Exercise requirements:
Omit every picture and write out the rest of the records exactly.

Source records:

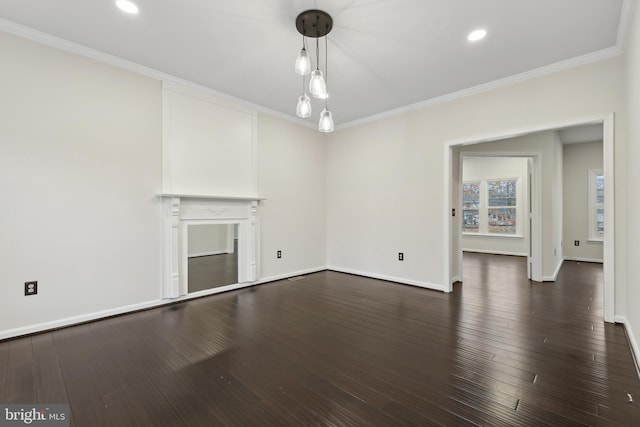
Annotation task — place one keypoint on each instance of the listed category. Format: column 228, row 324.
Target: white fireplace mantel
column 183, row 210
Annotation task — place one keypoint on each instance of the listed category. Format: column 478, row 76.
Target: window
column 596, row 205
column 502, row 206
column 470, row 207
column 490, row 207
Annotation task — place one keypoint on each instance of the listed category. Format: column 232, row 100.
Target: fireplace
column 182, row 211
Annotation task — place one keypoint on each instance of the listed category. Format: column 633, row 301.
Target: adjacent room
column 297, row 213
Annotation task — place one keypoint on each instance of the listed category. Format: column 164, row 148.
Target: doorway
column 452, row 177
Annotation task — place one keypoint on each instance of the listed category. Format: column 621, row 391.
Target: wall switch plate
column 30, row 288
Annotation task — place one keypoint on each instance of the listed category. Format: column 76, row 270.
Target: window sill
column 493, row 235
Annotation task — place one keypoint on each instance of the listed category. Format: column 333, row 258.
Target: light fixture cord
column 326, row 70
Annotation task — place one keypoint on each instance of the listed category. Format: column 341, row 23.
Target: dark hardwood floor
column 340, row 350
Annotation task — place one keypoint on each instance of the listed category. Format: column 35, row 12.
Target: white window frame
column 479, row 209
column 594, row 234
column 483, row 229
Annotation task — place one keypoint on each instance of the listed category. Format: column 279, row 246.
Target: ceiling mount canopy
column 314, row 23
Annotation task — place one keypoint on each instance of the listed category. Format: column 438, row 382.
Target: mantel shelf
column 208, row 197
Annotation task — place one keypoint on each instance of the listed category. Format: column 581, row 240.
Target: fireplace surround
column 181, row 211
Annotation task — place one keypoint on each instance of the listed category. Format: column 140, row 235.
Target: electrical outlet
column 30, row 288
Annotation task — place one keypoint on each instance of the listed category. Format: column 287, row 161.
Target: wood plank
column 338, row 349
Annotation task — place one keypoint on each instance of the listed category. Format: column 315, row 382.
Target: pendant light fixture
column 303, row 63
column 314, row 24
column 303, row 108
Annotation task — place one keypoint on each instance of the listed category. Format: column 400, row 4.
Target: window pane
column 600, row 220
column 502, row 193
column 471, row 195
column 470, row 220
column 502, row 220
column 599, row 191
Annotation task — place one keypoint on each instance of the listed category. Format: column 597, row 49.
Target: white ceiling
column 383, row 54
column 584, row 133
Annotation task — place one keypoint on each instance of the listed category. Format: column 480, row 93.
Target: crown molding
column 624, row 27
column 66, row 45
column 87, row 52
column 568, row 64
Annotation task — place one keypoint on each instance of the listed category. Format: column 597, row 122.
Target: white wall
column 631, row 251
column 80, row 173
column 557, row 207
column 487, row 168
column 544, row 145
column 292, row 179
column 80, row 167
column 209, row 144
column 385, row 178
column 210, row 239
column 578, row 160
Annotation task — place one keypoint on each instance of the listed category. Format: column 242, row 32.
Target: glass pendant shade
column 304, row 106
column 326, row 121
column 317, row 85
column 303, row 64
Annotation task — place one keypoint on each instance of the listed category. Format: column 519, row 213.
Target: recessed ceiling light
column 127, row 6
column 476, row 35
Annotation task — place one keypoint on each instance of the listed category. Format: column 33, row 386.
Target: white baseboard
column 555, row 273
column 68, row 321
column 580, row 259
column 635, row 349
column 482, row 251
column 293, row 274
column 89, row 317
column 199, row 254
column 388, row 278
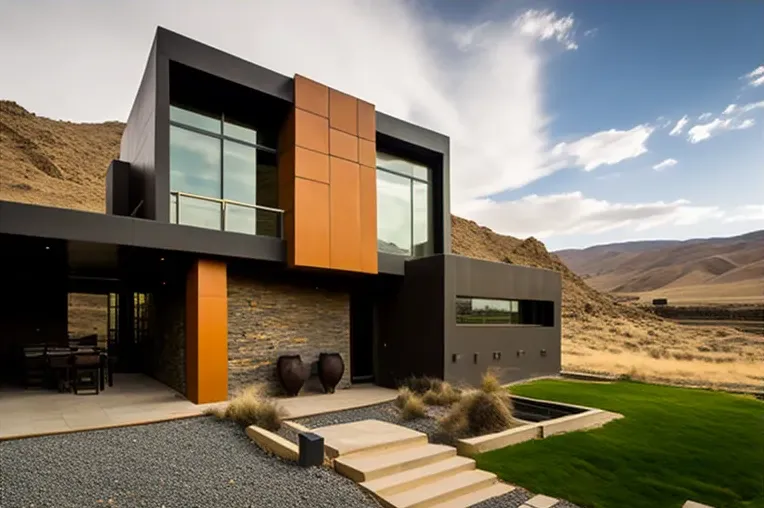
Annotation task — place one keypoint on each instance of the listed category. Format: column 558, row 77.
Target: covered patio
column 137, row 399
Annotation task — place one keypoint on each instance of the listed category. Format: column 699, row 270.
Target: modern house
column 252, row 215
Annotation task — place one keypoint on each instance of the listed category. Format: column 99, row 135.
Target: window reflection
column 421, row 222
column 393, row 213
column 240, row 163
column 223, row 163
column 194, row 163
column 403, row 207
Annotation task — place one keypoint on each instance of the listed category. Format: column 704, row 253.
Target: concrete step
column 442, row 490
column 367, row 436
column 478, row 496
column 405, row 480
column 367, row 466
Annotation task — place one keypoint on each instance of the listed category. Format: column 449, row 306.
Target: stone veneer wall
column 268, row 319
column 166, row 355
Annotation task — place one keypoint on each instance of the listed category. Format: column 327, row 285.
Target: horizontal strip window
column 487, row 311
column 216, row 127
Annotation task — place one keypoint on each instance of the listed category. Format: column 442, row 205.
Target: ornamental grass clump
column 479, row 412
column 410, row 404
column 252, row 407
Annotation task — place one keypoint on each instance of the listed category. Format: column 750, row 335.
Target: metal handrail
column 224, row 208
column 227, row 201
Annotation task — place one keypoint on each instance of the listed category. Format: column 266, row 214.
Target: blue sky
column 557, row 111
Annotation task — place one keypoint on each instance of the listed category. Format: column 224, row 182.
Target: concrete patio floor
column 136, row 399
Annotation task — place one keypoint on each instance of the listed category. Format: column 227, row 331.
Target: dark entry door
column 361, row 339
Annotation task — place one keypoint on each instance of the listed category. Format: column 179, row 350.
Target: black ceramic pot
column 291, row 373
column 330, row 370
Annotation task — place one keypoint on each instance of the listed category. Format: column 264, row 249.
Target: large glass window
column 215, row 170
column 403, row 207
column 488, row 311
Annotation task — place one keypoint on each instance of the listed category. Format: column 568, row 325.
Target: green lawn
column 674, row 444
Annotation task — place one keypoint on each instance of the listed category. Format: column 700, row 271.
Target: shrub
column 478, row 413
column 445, row 397
column 413, row 408
column 252, row 407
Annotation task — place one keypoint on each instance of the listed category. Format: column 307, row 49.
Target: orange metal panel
column 343, row 112
column 311, row 96
column 367, row 152
column 207, row 332
column 345, row 215
column 367, row 123
column 311, row 131
column 342, row 144
column 311, row 224
column 311, row 165
column 368, row 193
column 192, row 335
column 286, row 171
column 213, row 348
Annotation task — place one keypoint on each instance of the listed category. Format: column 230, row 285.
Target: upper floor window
column 487, row 311
column 403, row 207
column 221, row 177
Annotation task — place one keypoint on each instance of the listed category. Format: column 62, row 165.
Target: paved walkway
column 137, row 399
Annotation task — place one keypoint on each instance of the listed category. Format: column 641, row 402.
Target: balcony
column 225, row 215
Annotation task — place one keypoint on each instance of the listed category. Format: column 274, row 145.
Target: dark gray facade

Exercise response:
Annotation task — place one keypoint on each instance of the listed category. Format: column 228, row 324.
Target: white fireplace mantel
column 183, row 210
Annotation task — place one keypoint on each instance of the listed category. Format: column 478, row 76.
Target: window
column 596, row 205
column 502, row 206
column 470, row 207
column 490, row 207
Annotation task — place one keypoint on each instance of the listed category. Format: column 232, row 100.
Target: fireplace
column 182, row 211
Annotation task — place one keypoint on each instance of the listed category. Format: column 633, row 301.
Target: adjacent room
column 297, row 213
Annotation task — place one keypoint on each instance of the listed category. Format: column 164, row 148.
Target: doorway
column 452, row 177
Annotation task — place one keypoint on each instance of the listed category. Format: column 621, row 391.
Target: wall switch plate
column 30, row 288
Annotation task — place one keypoint on each instance of the listed category. Format: column 76, row 270.
Target: window sill
column 493, row 235
Annotation task — place one keypoint on each instance of the listed category. Format: column 333, row 258.
Target: light fixture cord
column 326, row 70
Annotation task — place one keypoint on each instance of the listed category. Format: column 341, row 23.
Target: dark hardwood floor
column 340, row 350
Annotation task — place one keypoint on each instance of the listed category. Format: column 35, row 12.
Target: white window frame
column 479, row 209
column 594, row 234
column 483, row 229
Annotation task — place one keypoint on each instance of the listed category. Format: column 279, row 246.
Target: ceiling mount canopy
column 314, row 23
Annotation task — place one keypoint on each instance of the listed category. Format: column 438, row 382.
Target: mantel shelf
column 208, row 197
Annotation task — place one keypoint on each instance of the listed category. Format: column 581, row 240.
Target: fireplace surround
column 181, row 211
Annotation task — place one keypoint on each instance of the listed category. Format: column 140, row 235.
Target: electrical outlet
column 30, row 288
Annotation task — place one keypoint on each instance of the listed category. Format: column 287, row 161.
Target: wood plank
column 338, row 349
Annotation task — place one keypoint on each instance of the listed category. Format: column 315, row 382.
Target: pendant light fixture
column 303, row 63
column 314, row 24
column 303, row 108
Annotation task — place one keypoint on each instance of the listed category. Format: column 400, row 4.
Target: window pane
column 600, row 220
column 502, row 193
column 471, row 195
column 470, row 220
column 502, row 220
column 599, row 191
Annotation task — place one keypoint on each instance of the listed category. Format: column 597, row 49.
Target: white ceiling
column 383, row 54
column 584, row 133
Annotation task — place one keypoint on each instance of the listed category. Format: column 480, row 93.
Target: crown molding
column 624, row 27
column 66, row 45
column 87, row 52
column 568, row 64
Annotation task — place one keypoint on each instance of the listed category. Format: column 597, row 122.
Target: white wall
column 631, row 251
column 80, row 173
column 557, row 207
column 487, row 168
column 544, row 145
column 292, row 179
column 80, row 167
column 209, row 144
column 385, row 178
column 210, row 239
column 578, row 160
Annotation task — place one keypoint on each instance of the listed category. Format: column 242, row 32.
Target: glass pendant shade
column 304, row 106
column 326, row 121
column 317, row 85
column 303, row 64
Annotation task — place one keypoint on each instance of the listed category. Format: column 519, row 213.
Target: recessed ceiling light
column 127, row 6
column 476, row 35
Annotation task — place one keypoint on each instance of the listed category. Format: column 33, row 386.
Target: white baseboard
column 555, row 273
column 68, row 321
column 580, row 259
column 635, row 349
column 482, row 251
column 293, row 274
column 89, row 317
column 199, row 254
column 388, row 278
Annotation task — place one keypoint on each instance of the listed category. Format: column 558, row 77.
Target: covered patio
column 137, row 399
Annotation task — place one keypoint on each instance of the listed category. Format: column 699, row 270.
Target: modern house
column 252, row 215
Annotation task — place one keypoint on each instance of the listed category. Format: column 99, row 135.
Target: window reflection
column 421, row 222
column 393, row 213
column 240, row 163
column 223, row 163
column 194, row 163
column 403, row 207
Annotation task — place one keypoint on each instance of the listed category. Format: column 704, row 253.
Target: concrete step
column 442, row 490
column 367, row 436
column 478, row 496
column 405, row 480
column 367, row 466
Annotation task — place one keypoint on each instance of the listed category. Format: column 449, row 306.
Target: stone veneer wall
column 268, row 319
column 166, row 355
Annotation task — place one keypoint on each instance of the listed category. Format: column 327, row 285.
Target: horizontal strip window
column 487, row 311
column 216, row 127
Annotation task — place one keypoint on each instance of the listed category. Format: column 442, row 205.
Target: ornamental grass clump
column 479, row 412
column 410, row 404
column 252, row 407
Annotation task — place one keypoint on each instance of the listed category. Format: column 750, row 335.
Target: metal handrail
column 224, row 208
column 227, row 201
Annotation task — place one keypoint on each instance of the listed category. Format: column 266, row 214.
Target: blue sky
column 557, row 111
Annotation task — place one keypoint on each instance of the listed category. Format: column 224, row 182.
Target: concrete patio floor
column 136, row 399
Annotation task — place one keypoint on each instance of the listed category. Format: column 227, row 331.
Target: dark entry door
column 361, row 339
Annotation task — place one keypoint on each instance of the listed category. Format: column 179, row 350.
Target: black ceramic pot
column 291, row 373
column 330, row 370
Annotation task — place one keypoint on each instance of the listed category. Format: column 264, row 249.
Target: large glass window
column 215, row 170
column 403, row 207
column 488, row 311
Annotation task — place one keypoint on each instance of the listed category. Format: column 568, row 325.
Target: green lawn
column 674, row 444
Annotation task — place one keypoint on each instance of the listed category. Format: column 700, row 271.
Target: shrub
column 478, row 413
column 445, row 397
column 413, row 408
column 252, row 407
Annotation task — place one keypoint on each instance of the listed category. Format: column 307, row 49.
Target: orange metal panel
column 343, row 112
column 311, row 96
column 367, row 152
column 207, row 332
column 345, row 215
column 367, row 123
column 311, row 131
column 342, row 144
column 311, row 224
column 311, row 165
column 368, row 193
column 192, row 335
column 286, row 171
column 213, row 348
Annotation task — place one keypoint on each instance of the listed category. Format: column 230, row 285.
Target: upper floor window
column 487, row 311
column 403, row 207
column 221, row 177
Annotation task — place one keypoint on each instance of the listed category. Format: column 62, row 165.
Target: paved walkway
column 137, row 399
Annotation task — place one keypoint on each instance of the listed category. Format: column 641, row 402.
Target: balcony
column 225, row 215
Annotation task — place one keypoint on each instance of the listed category. Format: column 274, row 145.
Target: dark gray facade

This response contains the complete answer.